— start Article —

Amazon Alexa, Apple Siri, Facebook M, Google Assistant, and Microsoft Cortana: these are all big companies that have joined the intelligent personal assistant (or virtual assistant) race. Breakthrough? Toy? Yet another kind of interface for search engines? One more attempt to introduce natural language interface to even broader audience?
I say it's something in the middle. It's quite the endeavor to introduce semantic technologies into everyday life; technologies that try to understand users. Will they succeed? There are serious doubts because virtual assistants mostly work with standard applications and standard areas of searching, so, they don't understand everything, but mostly only pre-defined areas. What about third-party applications, user-created data, and other areas of searching?
Each virtual assistant is optimized for a specific area of its creator's concern (i.e., for phones, it's voice messages, emails, meetings, etc). Theoretically, third-party applications can use them, too, through APIs, but the problem is that these interfaces are different for each assistant and sometimes are proprietary. Could you imagine if each browser worked with its own type of hypertext?

— end Article —

■ Problem A ■
Copy the stretch of the virtual assistants piece from "Each virtual assistant" through "type of hypertext?", swapping "hypertext" for "markup".
■ Problem B ■
Name every intelligent personal assistant that the virtual assistants piece mentions.

— start Data shown —

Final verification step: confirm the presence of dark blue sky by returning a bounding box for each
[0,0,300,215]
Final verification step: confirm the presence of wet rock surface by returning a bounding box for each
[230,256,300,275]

— end Data shown —

■ Written answer A ■
Each virtual assistant is optimized for a specific area of its creator's concern (i.e., for phones, it's voice messages, emails, meetings, etc). Theoretically, third-party applications can use them, too, through APIs, but the problem is that these interfaces are different for each assistant and sometimes are proprietary. Could you imagine if each browser worked with its own type of markup?

■ Written answer B ■
Amazon Alexa, Apple Siri, Facebook M, Google Assistant, Microsoft Cortana